Task requirements
Print every entry word for word, but omit the pictures.

(Point annotations for photos)
————————
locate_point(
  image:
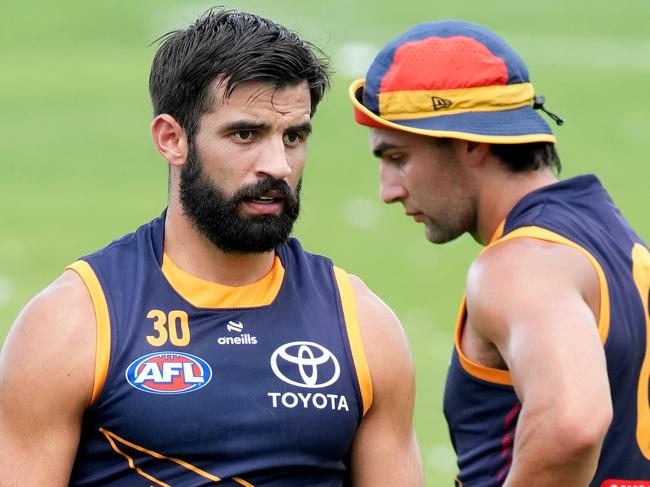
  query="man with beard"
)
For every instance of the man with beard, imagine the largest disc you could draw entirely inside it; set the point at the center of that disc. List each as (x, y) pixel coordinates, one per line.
————————
Final result
locate_point(
  image:
  query="man with beard"
)
For every instance of the man with beard, imagine the largest disc you could draw entirely inside it; set the point at the center of that disc. List each as (x, y) pixel coordinates, one per line.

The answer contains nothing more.